**GIVEN INSTRUCTION 1**
Duplicate the passage of the Perl regex discussion starting at "You are right, Perl's" and ending at "we need him?)", character for character.

**EXTRACTED TEXT**
'''
That's not a bug, that's a feature.


--
g r i n d e r

You are right, Perl's regexes do undergo variable interpolation but it's only done once, e.g. $bar becomes the value it holds and $foo becomes $bar which doesn't then become $bar's value.

The reason why neither of your bits of code work (assuming you are using the same $_ value for both) is because as $foo is interpolated to $bar the regex becomes s/$bar/BAR/g which is $ (the end of line) followed by the characters 'bar'.

I expect there is a way to fiddle with the end of line character and then do a s/$foo/BAR/m #treat string as multi-line (or maybe it's s/$foo/BAR/s # treat string as single-line - I can never remember) to get it to match your $_ if you took the $ out (ie. if the \b before 'bar' somehow became an end of line) but I'll have to open that one up as it's over my head. (where's japhy when we need him?)
'''
**PROVIDED INFORMATION**
'''
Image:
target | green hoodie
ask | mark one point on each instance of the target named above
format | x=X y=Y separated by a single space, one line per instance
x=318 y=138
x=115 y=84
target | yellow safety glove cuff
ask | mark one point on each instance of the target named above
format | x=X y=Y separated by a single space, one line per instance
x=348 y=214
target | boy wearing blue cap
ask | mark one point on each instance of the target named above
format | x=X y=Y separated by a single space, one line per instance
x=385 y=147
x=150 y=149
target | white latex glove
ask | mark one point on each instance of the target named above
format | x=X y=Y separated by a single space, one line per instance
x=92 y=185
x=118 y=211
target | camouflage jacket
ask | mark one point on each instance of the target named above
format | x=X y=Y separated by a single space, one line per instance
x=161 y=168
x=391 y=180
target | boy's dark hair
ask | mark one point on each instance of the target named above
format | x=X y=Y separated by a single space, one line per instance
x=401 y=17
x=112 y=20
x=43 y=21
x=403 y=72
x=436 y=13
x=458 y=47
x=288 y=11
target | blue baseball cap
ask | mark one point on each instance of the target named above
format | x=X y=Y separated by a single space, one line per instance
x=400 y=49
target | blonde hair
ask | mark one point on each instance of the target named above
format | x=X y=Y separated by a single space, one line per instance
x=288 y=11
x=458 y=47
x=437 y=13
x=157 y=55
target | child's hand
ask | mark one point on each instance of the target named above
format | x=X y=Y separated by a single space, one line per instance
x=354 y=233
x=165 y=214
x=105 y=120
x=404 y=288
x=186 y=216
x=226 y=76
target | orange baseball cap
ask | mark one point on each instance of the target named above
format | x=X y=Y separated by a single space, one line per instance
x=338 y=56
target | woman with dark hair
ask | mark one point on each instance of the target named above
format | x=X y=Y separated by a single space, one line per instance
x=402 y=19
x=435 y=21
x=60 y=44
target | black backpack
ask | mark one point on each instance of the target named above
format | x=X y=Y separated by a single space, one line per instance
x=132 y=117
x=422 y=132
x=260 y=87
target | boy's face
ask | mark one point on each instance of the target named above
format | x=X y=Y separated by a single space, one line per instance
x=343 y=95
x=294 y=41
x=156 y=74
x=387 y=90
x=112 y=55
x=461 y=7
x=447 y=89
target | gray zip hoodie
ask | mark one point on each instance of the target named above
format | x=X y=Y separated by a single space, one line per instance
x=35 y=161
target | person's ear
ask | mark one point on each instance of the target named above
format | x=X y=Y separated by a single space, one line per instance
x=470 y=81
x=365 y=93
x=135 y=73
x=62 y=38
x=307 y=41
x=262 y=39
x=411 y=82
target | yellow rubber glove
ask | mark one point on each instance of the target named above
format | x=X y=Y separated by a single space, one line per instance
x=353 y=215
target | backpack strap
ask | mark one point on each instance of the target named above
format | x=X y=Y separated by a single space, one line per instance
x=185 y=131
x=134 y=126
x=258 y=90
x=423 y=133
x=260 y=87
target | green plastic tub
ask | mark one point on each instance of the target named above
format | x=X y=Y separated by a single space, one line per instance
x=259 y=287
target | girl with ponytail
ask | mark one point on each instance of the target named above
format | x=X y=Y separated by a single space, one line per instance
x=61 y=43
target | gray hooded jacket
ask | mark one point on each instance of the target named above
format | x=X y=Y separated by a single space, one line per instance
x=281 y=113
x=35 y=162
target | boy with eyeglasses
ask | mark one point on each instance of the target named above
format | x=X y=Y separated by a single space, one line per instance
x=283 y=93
'''
**GIVEN INSTRUCTION 2**
Set down the lines of the entries starting at the line containing "target | yellow rubber glove" and ending at the line containing "x=353 y=215", both lines included, without any change.

**TASK OUTPUT 1**
You are right, Perl's regexes do undergo variable interpolation but it's only done once, e.g. $bar becomes the value it holds and $foo becomes $bar which doesn't then become $bar's value.

The reason why neither of your bits of code work (assuming you are using the same $_ value for both) is because as $foo is interpolated to $bar the regex becomes s/$bar/BAR/g which is $ (the end of line) followed by the characters 'bar'.

I expect there is a way to fiddle with the end of line character and then do a s/$foo/BAR/m #treat string as multi-line (or maybe it's s/$foo/BAR/s # treat string as single-line - I can never remember) to get it to match your $_ if you took the $ out (ie. if the \b before 'bar' somehow became an end of line) but I'll have to open that one up as it's over my head. (where's japhy when we need him?)

**TASK OUTPUT 2**
target | yellow rubber glove
ask | mark one point on each instance of the target named above
format | x=X y=Y separated by a single space, one line per instance
x=353 y=215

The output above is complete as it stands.